---------- Excerto de origem

Alega para fundamentar o seu pedido, em síntese, que celebrou com a ré um contrato de trabalho em 16/4/2003 para desempenhar as funções de assistente administrativo, com um horário semanal de 40 horas, mediante a remuneração mensal ilíquida de €695,91, a que acresce subsídio de alimentação de €3,49; que a sua remuneração base foi sendo aumentada até que em Janeiro de 2008 a ré cindiu a remuneração base em duas parcelas, designando-se uma delas de remuneração base e a segunda de “acréscimo de remuneração base (15%) privados; que em Agosto de 2010 celebram as partes uma alteração ao contrato de trabalho de modo a integrar a autora numa equipa multiprofissional da Unidade de saúde Familiar E…, Modelo B, e em Junho desse mesmo a autora havia sido avisada que o horário de todos os profissionais passaria para 35 horas semanais. A partir dessa data a autora manteve a rubrica designada de remuneração base, tendo a ré suprimido a que denominava de “acréscimo remuneração base (15%) privados”. Porém, em Fevereiro de 2015 a ré comunicou que seu horário passaria a ser novamente de 40 horas semanais, sem que tenha introduzido qualquer alteração em sua retribuição.
Alegou ainda a autora que a ré mantém pelo menos uma trabalhadora com a mesma categoria da autora, a exercer as mesmas funções que aufere a mesma remuneração base da autora para um horário de 35 horas semanais.
Realizada audiência de partes, não foi possível a sua conciliação.
Regularmente notificada para o efeito, a ré contestou invocando a prescrição do direito aos pagamentos pretendidos pela autora relativamente aos que se venceram há mais de três anos. No mais insurgiu-se quanto à pretensão da autora, alegando que sua retribuição foi ajustada ao regime jurídico das USF – Modelo B, tendo a autora dado seu acordo a tal alteração, e que seu contrato de trabalho prevê as 40 horas de trabalho semanais, o que não sofreu qualquer alteração.
A tal veio a autora responder, opondo-se à invocada prescrição de seus créditos laborais por se aplicar o Código do Trabalho à sua relação laboral.

--------------------

### Ações a realizar
a) Enumere todas as datas do excerto sobre o litígio laboral que incluem o ano de forma explícita.
b) No excerto sobre o litígio laboral, que funções a autora foi contratada para desempenhar?
c) Dê seguimento ao excerto sobre o litígio laboral a partir do ponto em que ele termina.

---------- Material fornecido

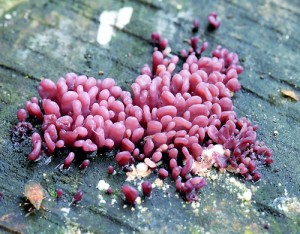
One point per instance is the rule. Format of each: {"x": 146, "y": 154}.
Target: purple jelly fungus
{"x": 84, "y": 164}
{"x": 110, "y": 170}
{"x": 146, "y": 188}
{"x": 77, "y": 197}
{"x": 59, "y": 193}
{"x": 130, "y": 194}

--------------------

### Lista de respostas
a)
- 16/4/2003
- Janeiro de 2008
- Agosto de 2010
- Fevereiro de 2015

b) As funções de assistente administrativo.

c)
I.1.1 Por sua vez, D…, instaurou acção declarativa sob a forma de processo comum laboral contra Unidade Local de Saúde C…, EPE., (e distribuída sob o n.º 2797/17.0T8MTS) pedindo que seja proferida decisão a:
I a) Fixar-se, a partir de Janeiro de 2009, a remuneração base mensal da autora em €1.374,40; e, por via disso:
b) Condenar-se a Ré no pagamento da quantia de €17.957,81, a título de diferenças salariais vencidas, desde Julho de 2011, e nas vincendas, acrescida dos juros, vencidos e vincendos até efectivo e integral pagamento, computando-se os vencidos, na presente data em €2.040,62.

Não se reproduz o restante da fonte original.